Daftar Tugas:
A: Apakah tiap pernyataan berikut sesuai dengan teks tentang Habibie? Jawab ya atau tidak untuk masing-masing, lalu kutip kata-kata penentunya dari teks tanpa diubah. (i) Habibie lahir di Parepare pada 25 Juni 1936. (ii) Habibie adalah anak sulung dalam keluarganya. (iii) Habibie dirawat intensif di rumah sakit sejak 1 September 2019.
B: Menurut teks tentang Habibie, pukul berapa Habibie meninggal dunia?
C: Sambunglah teks tentang Habibie, mulai tepat setelah kalimat terakhirnya.

Potongan Dokumen:
····················

JAKARTA, KalderaNews.com – “Dengan sangat berat, mengucapkan, ayah saya Bacharudin Jusuf Habibie, Presiden ke-3 RI, meninggal dunia jam 18.05 WIB,” ujar Thareq di RSPAD Gatot Soebroto, Jakarta, Rabu, 11 September 2019.
Thareq mengatakan ayahnya meninggal dunia karena sudah berusia tua sehingga sejumlah organ dalam tubuhnya mengalami degenerasi. Salah satunya adalah jantung. Sebelum meninggal, keluarga dekat sudah berkumpul di RSPAD Gatot Soebroto, tempat Habibie dirawat. Diketahui, Habibie telah menjalani perawatan intensif di rumah sakit sejak 1 September 2019.
Habibie lahir di Parepare, Sulawesi Selatan, 25 Juni 1936. Semasa hidupnya Habibie beberapa kali menjabat sebagai Menteri Negara Riset dan Teknologi Kabinet Pembangunan dalam masa pemerintahan Presiden Soeharto. Karena keahliannya di bidang teknik, terutama teknologi dirgantara, Habibie juga memiliki gelar Prof Dr Ing
BACA JUGA:
- Inilah Sosok Inspiratif Muhamad Fadly, Pemenang Putra-Putri Pariwisata Nusantara (P3N) 2019
- Clarita Mawarni Salem dari NTT Dinobatkan Sebagai Putri Pariwisata Indonesia (PPI) 2019
- Sumatra Barat dan Sulawesi Tengah Jawara Putra Putri Pariwisata Nusantara (P3N) 2019
- Duh, Prestasi Indonesia di 13rd IESO 2019 Korsel Merosot
Habibie adalah anak keempat dari delapan bersaudara dari pasangan Bugis-Jawa, Alwi Abdul Jalil Habibie dan R.A. Tuti Marini Puspowardojo. Kedua orang tua Habibie berasal dari keluarga terhormat dan terpelajar. Kakek Habibie adalah ulama Islam terkenal.
Ayah Habibie adalah lulusan sekolah pertanian di Bogor. Pada 1948, Alwi Habibie menjabat sebagai Kepala Departemen Pertanian Negara Indonesia Timur
Sejak kecil Habibie ingin menjadi insinyur. Ia sekolah HBS (horgere burger school) lalu pindah ke Bandung dan sekolah di Gouvernements Middelbare School sampai pada 1950-1951. Lalu lanjut ke Sekolah Menengah Atas Katolik dari 1951 sampai 1954.

····················

Catatan titik berlabel:

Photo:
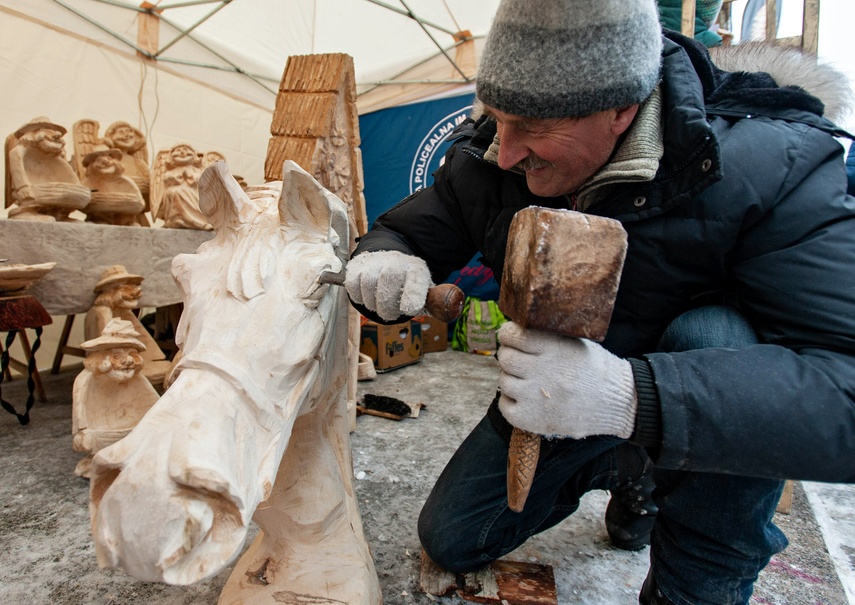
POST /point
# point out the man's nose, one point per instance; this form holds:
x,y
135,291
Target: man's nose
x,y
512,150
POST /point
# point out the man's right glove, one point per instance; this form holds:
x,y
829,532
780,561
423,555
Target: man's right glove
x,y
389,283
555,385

····················

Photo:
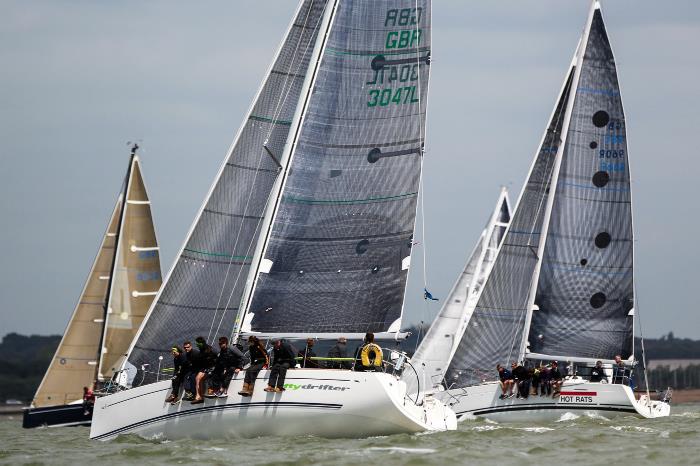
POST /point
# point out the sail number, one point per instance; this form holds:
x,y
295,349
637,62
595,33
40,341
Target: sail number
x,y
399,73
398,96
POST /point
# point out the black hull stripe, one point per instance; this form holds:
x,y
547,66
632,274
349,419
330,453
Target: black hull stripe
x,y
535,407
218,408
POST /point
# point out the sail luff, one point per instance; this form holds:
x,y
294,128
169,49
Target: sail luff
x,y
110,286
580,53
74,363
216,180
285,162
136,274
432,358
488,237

····················

Daftar Jawaban:
A:
(i) Ya: "Habibie lahir di Parepare, Sulawesi Selatan, 25 Juni 1936."
(ii) Tidak: "Habibie adalah anak keempat dari delapan bersaudara"
(iii) Ya: "Habibie telah menjalani perawatan intensif di rumah sakit sejak 1 September 2019."

B: Pukul 18.05 WIB, pada Rabu, 11 September 2019.

C:
Selama sekolah ia menonjol di bidang ilmu alam dan matematika. Menurut Prof. Dr. K.L. Laheru, ia pandai berenang, bernyanyi, dan bersepatu roda. Minatnya pada aeromodelling juga sudah tampak sejak SMA. Ia memiliki model pesawat terbang buatan sendiri yang selalu ia peragakan dan jelaskan.
Setelah SMA tahun 1954, ia masuk Departemen Elektro, Fakultas Teknik Universitas Indonesia (sekarang Institut Teknologi Bandung). Dengan biaya dari ibunya, pada tahun 1955 ia melanjutkan kuliah di jurusan Konstruksi Pesawat Terbang di Rheinisch Westfählische Technische Hochschule (RWTH), Achen, Jerman Barat.
Ketika datang ke Achen tahun 1955, Habibie adalah satu-satunya mahasiswa yang tidak dibiayai beasiswa. Ibunya yang janda sepenuhnya membiayai kuliahnya. Oleh karena itu, mau tidak mau ia harus menyelesaikan kuliahnya secepat mungkin.
Ia pun sukses studi di Jerman. Lulus diploma pada 1960 dan menjadi asisten peneliti di Institut Kontruksi Ringan RWTH, bekerja di Institut Kontruksi Ringan, bekerja di perusahaan gerbong kereta api Talbot
Setelah menyelesaikan pendidikan doktor teknik tahun 1965, Habibie memilih menolak tawaran menjadi pengajar di RWTH dan bekerja di perusahaan pesawat Boeing.
Ia memilih bekerja di perusahaan pembuat pesawat Hamburger Flugzeug Bau (HFB) yang tengah mengembangkan pesawat Fokker F28 dan Hansajet 320.
Karirnya pun cemerlang. Setelah HFB berganti nama menjadi Messerschmitt-Boelkow-Blohm (MBB), ia diangkat sebagai Direktur Pengembangan dan Penerapan Teknologi, pada 1973.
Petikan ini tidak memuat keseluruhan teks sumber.